Passage provided:
— START —

An illuminating insight into an enigmatic artist and queen
"Francis Bacon : Anatomy of an Enigma" is an illuminating insight into the odd life of an artist who took great pains to prevent undue public prying while alive. Bacon felt that unnecessary publicity on his own peculiar choice of lifestyle would strip his paintings of the mystique they needed to work so effectively on the most visceral levels of the viewer's nervous system.

Michael Peppiatt takes us beyond the racks of carcasses and the pained, unsettled figures in claustrophobic rooms to glimpse a painter who was disarmingly immersed in all the pleasures that life can bestow. From his financial generosity and love of fine wines and good fellowship, to the celebrated sexual experimentation and excess of his youth, Peppiatt's portrait of the artist is at once astonishing and humorous in its revelations and salacious gossip. We learn the truth behind Bacon's ill fated relationship with the gigolo-spiv George Dyer, who features so prominently in the artists 60's portraits. We read about Bacon's unlikely association with Ronnie and Reggie Kray, the gangster celebrities of swinging Sixties London, as well as a whole host of other unsavoury characters, the flotsam of a twilight 'interzone' where Bacon lurked and prowled as if to reinforce his determinedly cruel, sadistic view of the world.

— END —

(Location identification items)
— START —

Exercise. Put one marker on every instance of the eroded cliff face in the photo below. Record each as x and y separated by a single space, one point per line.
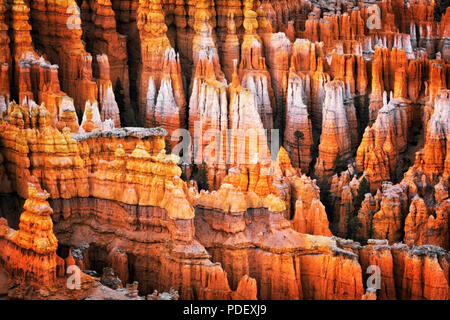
361 149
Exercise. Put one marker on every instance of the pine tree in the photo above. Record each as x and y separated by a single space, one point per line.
202 177
362 190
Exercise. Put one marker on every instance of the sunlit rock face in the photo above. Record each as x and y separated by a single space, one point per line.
224 149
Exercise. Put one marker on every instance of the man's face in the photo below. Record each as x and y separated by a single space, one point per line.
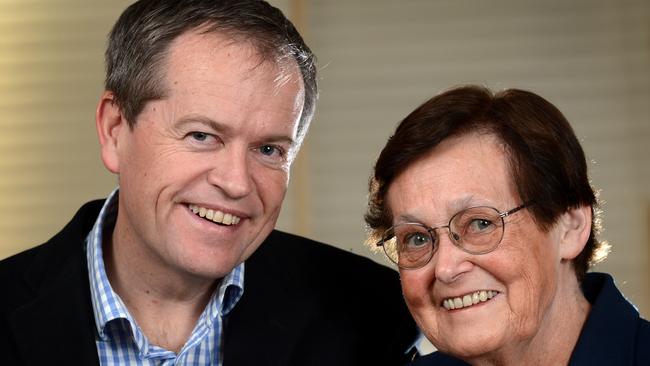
204 171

— END —

Exercise objective: Summarize the review in two sentences. The lines are not needed for this.

Task response: The review calls Michael Peppiatt's "Francis Bacon: Anatomy of an Enigma" an illuminating insight into the odd life of an artist who worked hard to avoid public prying, fearing that publicity would strip his paintings of their mystique. Peppiatt reveals a painter immersed in life's pleasures, from financial generosity, fine wines and youthful sexual excess to his ill-fated relationship with George Dyer and his association with Ronnie and Reggie Kray and other unsavory characters.